PROMPT – Locate each line below that contains the word "keyed", and copy every such line in full.

Entries drawn from a collection
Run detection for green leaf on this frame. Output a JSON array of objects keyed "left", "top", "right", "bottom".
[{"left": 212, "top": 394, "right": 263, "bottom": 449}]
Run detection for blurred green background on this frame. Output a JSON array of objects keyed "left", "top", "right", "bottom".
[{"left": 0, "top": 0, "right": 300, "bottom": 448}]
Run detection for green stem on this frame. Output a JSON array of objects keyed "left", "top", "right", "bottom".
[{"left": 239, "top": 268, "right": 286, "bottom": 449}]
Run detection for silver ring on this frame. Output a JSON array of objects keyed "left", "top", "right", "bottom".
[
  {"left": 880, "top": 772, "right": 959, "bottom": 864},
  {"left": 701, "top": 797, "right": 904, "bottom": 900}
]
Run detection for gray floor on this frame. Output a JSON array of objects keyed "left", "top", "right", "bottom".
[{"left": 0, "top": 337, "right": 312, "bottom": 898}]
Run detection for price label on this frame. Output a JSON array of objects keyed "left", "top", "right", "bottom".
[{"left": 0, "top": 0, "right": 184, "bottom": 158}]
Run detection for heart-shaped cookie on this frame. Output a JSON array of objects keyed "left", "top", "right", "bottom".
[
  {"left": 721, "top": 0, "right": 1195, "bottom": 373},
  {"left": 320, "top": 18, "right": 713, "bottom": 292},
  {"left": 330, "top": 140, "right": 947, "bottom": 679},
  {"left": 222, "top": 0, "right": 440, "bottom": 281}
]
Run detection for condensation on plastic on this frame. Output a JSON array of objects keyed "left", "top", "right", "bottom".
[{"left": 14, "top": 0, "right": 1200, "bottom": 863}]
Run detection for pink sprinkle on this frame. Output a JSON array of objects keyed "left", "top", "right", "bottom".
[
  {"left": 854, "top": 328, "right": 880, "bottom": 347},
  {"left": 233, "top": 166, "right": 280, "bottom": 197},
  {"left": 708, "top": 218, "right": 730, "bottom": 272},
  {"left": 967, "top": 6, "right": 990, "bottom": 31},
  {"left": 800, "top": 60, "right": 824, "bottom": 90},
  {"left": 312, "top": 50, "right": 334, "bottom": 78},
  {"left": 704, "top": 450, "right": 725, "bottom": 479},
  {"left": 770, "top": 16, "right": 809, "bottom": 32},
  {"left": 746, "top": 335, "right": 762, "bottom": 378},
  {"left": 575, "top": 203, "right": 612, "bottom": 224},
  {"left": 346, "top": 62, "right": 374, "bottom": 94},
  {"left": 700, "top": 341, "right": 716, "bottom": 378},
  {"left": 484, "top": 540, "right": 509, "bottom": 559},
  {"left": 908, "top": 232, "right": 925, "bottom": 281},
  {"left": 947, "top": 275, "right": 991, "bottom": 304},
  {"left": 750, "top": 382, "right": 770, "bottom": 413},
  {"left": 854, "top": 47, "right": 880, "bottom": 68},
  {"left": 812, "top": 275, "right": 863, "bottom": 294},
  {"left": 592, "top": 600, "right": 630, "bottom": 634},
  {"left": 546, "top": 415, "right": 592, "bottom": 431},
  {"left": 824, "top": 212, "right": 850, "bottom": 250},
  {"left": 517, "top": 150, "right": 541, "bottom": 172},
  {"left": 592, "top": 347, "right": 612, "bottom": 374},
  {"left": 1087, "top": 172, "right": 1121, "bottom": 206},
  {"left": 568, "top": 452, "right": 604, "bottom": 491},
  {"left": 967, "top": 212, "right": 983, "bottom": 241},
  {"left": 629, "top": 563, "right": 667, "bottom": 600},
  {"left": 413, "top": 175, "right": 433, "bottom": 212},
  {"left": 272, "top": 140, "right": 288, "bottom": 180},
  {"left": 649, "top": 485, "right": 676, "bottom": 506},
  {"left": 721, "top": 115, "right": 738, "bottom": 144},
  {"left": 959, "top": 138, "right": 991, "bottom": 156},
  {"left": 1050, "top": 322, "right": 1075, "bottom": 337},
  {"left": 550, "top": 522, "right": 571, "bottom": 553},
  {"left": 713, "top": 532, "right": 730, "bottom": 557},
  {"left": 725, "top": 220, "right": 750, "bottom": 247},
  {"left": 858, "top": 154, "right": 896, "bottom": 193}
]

ANSWER IN FULL –
Run detection for green leaf on this frame. Output a JSON array of objects keyed "left", "top", "right", "bottom".
Run detection for blurred green background on this frame. Output a JSON array of objects keyed "left", "top", "right", "bottom".
Run detection for green stem on this frame. Output a JSON array of objects keyed "left", "top", "right", "bottom".
Run detection for silver ring on this frame. Output a JSON array of objects keyed "left", "top", "right", "bottom".
Run detection for gray floor on this frame. Output a JSON array of objects keyed "left", "top", "right", "bottom".
Run detection for price label on this frame. Output a JSON array of objects keyed "left", "top", "right", "bottom".
Run detection for heart-shaped cookie on this frame. Output a JSON array of objects keyed "left", "top", "right", "bottom".
Run detection for condensation on plastic on this frame. Output a JSON array of objects keyed "left", "top", "right", "bottom".
Run detection for pink sprinkle on this frame. Output a JSON array of objects keyed "left", "top", "right", "bottom".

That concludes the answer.